» **Excerpt provided**:
100 years of supporting your financial wellness
Do you dream of a world where people lend a hand when needed? Where neighbors invest in each other? Where communities work together to enrich everyone?
So do we. In fact, those are the very ideals credit unions were founded on.
Now, more than ever, we need resilient communities—and credit unions offer an antidote to the extractive business practices that have left so many of our communities weakened. Instead of reaping profits and taking the money elsewhere, credit unions give back what we receive by reinvesting our profits in our local communities. Instead of answering to distant shareholders, we are owned by and accountable to the members we serve.
If you want to build a more caring, cooperative world, look no further than your local credit union. For the past 100 years, credit unions have been proving that competition isn’t the only way to do business. Cooperative business models work, and the proof is in our growing membership year after year. More than 274 million members in 118 countries recognize the credit union difference, we celebrate it every year on the third Thursday of October by observing International Credit Union Day.

» **Provided records**:
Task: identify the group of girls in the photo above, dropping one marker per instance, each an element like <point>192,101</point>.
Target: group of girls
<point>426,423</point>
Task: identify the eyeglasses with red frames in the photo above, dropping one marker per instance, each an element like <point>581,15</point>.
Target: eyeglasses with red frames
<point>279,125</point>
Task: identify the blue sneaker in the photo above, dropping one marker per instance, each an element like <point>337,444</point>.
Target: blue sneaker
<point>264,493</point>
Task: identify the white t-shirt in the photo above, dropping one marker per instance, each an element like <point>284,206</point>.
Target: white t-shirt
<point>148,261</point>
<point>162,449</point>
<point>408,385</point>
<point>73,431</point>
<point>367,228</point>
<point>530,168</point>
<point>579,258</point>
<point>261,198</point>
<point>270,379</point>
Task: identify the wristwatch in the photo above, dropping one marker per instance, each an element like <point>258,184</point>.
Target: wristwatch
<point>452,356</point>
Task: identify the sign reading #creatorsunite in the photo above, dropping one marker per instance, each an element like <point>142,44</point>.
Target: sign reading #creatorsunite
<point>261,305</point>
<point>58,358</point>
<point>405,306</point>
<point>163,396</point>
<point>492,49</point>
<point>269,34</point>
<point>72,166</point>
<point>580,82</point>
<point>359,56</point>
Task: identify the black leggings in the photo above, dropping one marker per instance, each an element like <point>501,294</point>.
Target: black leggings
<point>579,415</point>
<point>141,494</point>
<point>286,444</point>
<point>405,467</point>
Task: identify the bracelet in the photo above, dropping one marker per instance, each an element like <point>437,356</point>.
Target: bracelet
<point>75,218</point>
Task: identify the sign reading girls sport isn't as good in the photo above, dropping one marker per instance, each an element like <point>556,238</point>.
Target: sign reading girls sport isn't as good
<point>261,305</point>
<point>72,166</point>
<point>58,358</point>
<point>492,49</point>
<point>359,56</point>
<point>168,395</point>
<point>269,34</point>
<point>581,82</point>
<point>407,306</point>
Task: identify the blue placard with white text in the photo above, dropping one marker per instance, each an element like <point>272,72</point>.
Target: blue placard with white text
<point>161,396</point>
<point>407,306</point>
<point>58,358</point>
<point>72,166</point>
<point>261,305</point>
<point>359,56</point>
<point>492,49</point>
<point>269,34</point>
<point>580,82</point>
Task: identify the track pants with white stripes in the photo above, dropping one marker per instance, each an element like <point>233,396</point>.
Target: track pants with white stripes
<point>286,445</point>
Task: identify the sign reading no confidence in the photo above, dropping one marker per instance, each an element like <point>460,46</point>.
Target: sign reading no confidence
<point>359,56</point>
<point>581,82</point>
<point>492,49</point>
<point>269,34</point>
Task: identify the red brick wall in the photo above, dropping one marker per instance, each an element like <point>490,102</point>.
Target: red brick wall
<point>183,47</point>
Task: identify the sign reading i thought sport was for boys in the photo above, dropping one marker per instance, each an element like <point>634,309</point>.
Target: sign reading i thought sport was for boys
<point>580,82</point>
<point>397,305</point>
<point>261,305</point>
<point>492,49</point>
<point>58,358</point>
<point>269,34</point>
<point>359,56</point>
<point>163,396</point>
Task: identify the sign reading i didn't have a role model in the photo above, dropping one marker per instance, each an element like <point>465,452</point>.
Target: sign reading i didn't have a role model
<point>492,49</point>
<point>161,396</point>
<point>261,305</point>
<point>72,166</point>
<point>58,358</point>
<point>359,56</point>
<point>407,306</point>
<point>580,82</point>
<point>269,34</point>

» **Problems to work on**:
1) Summarize the text about credit unions in two sentences.
2) Continue the text about credit unions from where it stops.
The data has no connection to the text about credit unions.

» **Responses per task**:
1) Credit unions were founded on the ideals of neighbors helping and investing in each other, and they reinvest their profits in local communities while answering to the members who own them rather than to distant shareholders. Over the past 100 years they have shown that cooperative business models work, with more than 274 million members in 118 countries, and International Credit Union Day is observed every year on the third Thursday of October.

2)
This annual occasion celebrates the credit union movement and its foundational principle of people helping people. This year’s theme, “Building financial health for a brighter tomorrow,” highlights the work credit unions have been doing across the globe to shore up the financial future of not just individuals, but entire communities.
How credit unions got started
Many credit unions, like OCCU, have similar origin stories: A group of people realized they could achieve greater prosperity by pooling their money and making loans to each other.
In the early 1800s, workers in Europe began experimenting with cooperatives to share resources and help each other thrive. The first true credit union, founded in 1852, was a response to crop failure and famine that left Germany devastated. To aid his community’s recovery, a man named Hermann Schulze-Delitzsch organized a cooperatively owned mill and bakery as well as a “people’s bank” to provide credit to local entrepreneurs.
Since then, his idea has inspired countless communities around the world to pool their resources and provide banking services to each other via a local credit union.
What International Credit Union Day means to us
At OCCU, we’re carrying on this historic legacy by tending to the financial futures of both our members and the communities they live in. Financial services are only part of what we do. We also volunteer our time, partner with other nonprofits to support community-building initiatives, and raise funds to help our neighbors in need.
Improving our members’ financial wellness is important to us, but it’s not our only goal. Rather, it’s the first step toward building community resilience.
International Credit Union Day is an opportunity to spread the word about what we’re doing so more people will be inspired to embrace the cooperative model. As the credit union movement continues to gain momentum, our hope is that more communities will discover the value of investing in each other and working to enrich each other’s lives.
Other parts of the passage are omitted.